START Text excerpt

Located just over 200 miles from the shores of Santa Barbara, Coachella Valley is best known for its namesake festival that attracts hundreds of thousands of music fans every year. Underneath the glamorous exterior created by the posts of vacationing celebrities and Instagram influencers, however, lies a different reality: the one populated by the undocumented, migrant farmworkers who toil the valley’s fields for little pay and poor living conditions.

Courtesy of KEYT

It’s this hidden reality that director Aaron Maurer aims to explore in his documentary “Invisible Valley.” Premiering on opening night of this year’s Santa Barbara International Film Festival (SBIFF), the film follows the lives of those in the Coachella Valley over the course of four seasons, from the farmworkers toiling in the fields to the revelers at the Coachella music festival.

The picture that Maurer creates is one of extreme contrasts: that of the gleaming and neatly manicured properties of the affluent class clashing with the squalor the migrant workers in the surrounding areas live in. Neither group, however, remains in Coachella permanently, with the workers uprooting their families to follow the harvest, and wealthy “snowbirds” returning to their summer homes to escape the heat of the changing seasons. 

Maurer portrays this transient nature of Coachella’s residents with the composure and delicacy of a seasoned filmmaker, often framing the valley in vast but stationary shots. This allows its subjects to move in and out of frame just as they do the valley, the imagery as melancholy as often as it is beautiful. 

As expansive as Maurer’s lens is, the film’s main focus is intimately profiling those who live and work in Coachella Valley. Over the course of the documentary, we follow several residents from a variety of backgrounds and income levels, like Maria, a “snowbird” who paints pictures of farmworkers, or Gloria, a nun who runs a local shelter that serves many farmworkers.

END Text excerpt
START Data excerpts

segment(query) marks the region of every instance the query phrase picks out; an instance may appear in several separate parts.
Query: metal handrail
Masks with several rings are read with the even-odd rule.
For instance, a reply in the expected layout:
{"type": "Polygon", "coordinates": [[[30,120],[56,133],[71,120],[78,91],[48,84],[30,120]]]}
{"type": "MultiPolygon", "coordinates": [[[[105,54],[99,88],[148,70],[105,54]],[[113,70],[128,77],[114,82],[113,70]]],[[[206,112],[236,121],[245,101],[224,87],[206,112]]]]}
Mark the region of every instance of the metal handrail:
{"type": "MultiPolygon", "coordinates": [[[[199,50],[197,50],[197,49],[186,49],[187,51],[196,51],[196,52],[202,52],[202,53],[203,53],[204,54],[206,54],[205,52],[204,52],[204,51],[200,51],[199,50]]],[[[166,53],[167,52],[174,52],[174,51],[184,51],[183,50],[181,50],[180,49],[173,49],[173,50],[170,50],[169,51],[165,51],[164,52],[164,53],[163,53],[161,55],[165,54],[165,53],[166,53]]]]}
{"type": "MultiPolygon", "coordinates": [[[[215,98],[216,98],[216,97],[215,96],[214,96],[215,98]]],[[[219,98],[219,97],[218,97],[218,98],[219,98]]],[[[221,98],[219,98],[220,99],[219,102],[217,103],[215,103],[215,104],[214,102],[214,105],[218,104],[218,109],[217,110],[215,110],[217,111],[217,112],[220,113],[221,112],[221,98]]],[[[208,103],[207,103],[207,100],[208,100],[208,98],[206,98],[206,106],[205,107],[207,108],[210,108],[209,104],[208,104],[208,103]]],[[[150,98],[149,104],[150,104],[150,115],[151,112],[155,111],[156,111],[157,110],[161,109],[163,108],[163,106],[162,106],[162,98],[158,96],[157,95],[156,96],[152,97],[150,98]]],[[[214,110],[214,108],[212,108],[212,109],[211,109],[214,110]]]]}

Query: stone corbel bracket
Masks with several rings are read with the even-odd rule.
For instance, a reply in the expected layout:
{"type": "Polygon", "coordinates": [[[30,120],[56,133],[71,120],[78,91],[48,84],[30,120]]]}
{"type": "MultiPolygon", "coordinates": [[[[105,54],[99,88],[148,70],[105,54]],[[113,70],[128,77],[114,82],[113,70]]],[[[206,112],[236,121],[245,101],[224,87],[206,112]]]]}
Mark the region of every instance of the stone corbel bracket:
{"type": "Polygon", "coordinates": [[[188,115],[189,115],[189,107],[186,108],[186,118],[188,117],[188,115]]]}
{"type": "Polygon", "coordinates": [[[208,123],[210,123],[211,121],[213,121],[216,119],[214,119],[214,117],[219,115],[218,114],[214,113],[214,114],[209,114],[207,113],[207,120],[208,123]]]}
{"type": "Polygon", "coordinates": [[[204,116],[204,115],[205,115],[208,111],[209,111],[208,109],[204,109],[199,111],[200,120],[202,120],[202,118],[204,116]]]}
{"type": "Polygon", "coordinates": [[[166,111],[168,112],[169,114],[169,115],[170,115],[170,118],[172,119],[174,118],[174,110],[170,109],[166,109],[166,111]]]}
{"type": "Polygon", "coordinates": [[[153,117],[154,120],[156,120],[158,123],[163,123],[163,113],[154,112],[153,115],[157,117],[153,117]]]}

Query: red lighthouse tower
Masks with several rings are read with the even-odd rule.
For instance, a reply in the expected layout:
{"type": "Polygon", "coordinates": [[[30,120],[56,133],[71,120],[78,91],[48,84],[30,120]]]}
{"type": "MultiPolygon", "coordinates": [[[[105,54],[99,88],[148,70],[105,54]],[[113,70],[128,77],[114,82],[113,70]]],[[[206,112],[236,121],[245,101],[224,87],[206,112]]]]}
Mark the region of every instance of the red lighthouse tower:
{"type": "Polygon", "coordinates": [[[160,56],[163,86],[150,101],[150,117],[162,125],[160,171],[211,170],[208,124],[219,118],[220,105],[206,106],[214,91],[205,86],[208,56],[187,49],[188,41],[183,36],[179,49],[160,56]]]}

END Data excerpts

What is being asked. Continue the review of the documentary "Invisible Valley" from where it stops. The records are separate material with no connection to the review.

Output of the exercise.
Most impactful of all, however, are the perspectives of the farmworkers themselves, almost all of whom are undocumented. Entering their homes makes the stark contrast in living conditions become even more affecting, as we see up close their struggles with putting food on the table, the toll that constant moving has on their children and the ever-present fear of raids from U.S. Immigration and Customs Enforcement. 

As stark as the differences are along the lines of race and class in “Invisible Valley,” however, the film is careful not to pit the two communities against each other. Instead, the documentary is far more interested in what draws them together, like scenes of Maria volunteering her time and money to Gloria’s shelters, or wealthier residents working at food banks for the migrants. Despite the extreme hardships their families must endure, the simple joys and generosities of the undocumented workers are truly remarkable. Even though the contrast between Coachella Valley’s residents is vast, the film suggests there is more that unites them than divides them — an admirable sentiment, for sure.

It’s also within this more fragmented nature, nonetheless, that “Invisible Valley” falters. The film has so many subjects, that it spends much of its time introducing and profiling them, which can often make it seem like the film lacks a meaningful sense of progression. The film attempts to structure itself into sections based on the four seasons of spring, summer, fall and winter, but without a central narrative to tie itself together, these transitions can come across as jarring. 

Indeed, much of the documentary is affected by this sense of malaise. While it is unquestionably effective in raising our sympathies, the film doesn’t thoroughly interrogate the social, corporate and political forces that create the inequalities and transient lifestyles of the migrant workers that it portrays. Rarely does the film go further than highlighting the characters’ personal struggles and, as a result, the portrait created is one of a situation that, while unfortunate, is simply a fact of life. The film’s subjects are simply the latest to pass through hardships, like so many residents throughout Coachella Valley, thereby effectively absolving the upper-class residents of their role in upholding the institutions that created and continue to exploit these workers.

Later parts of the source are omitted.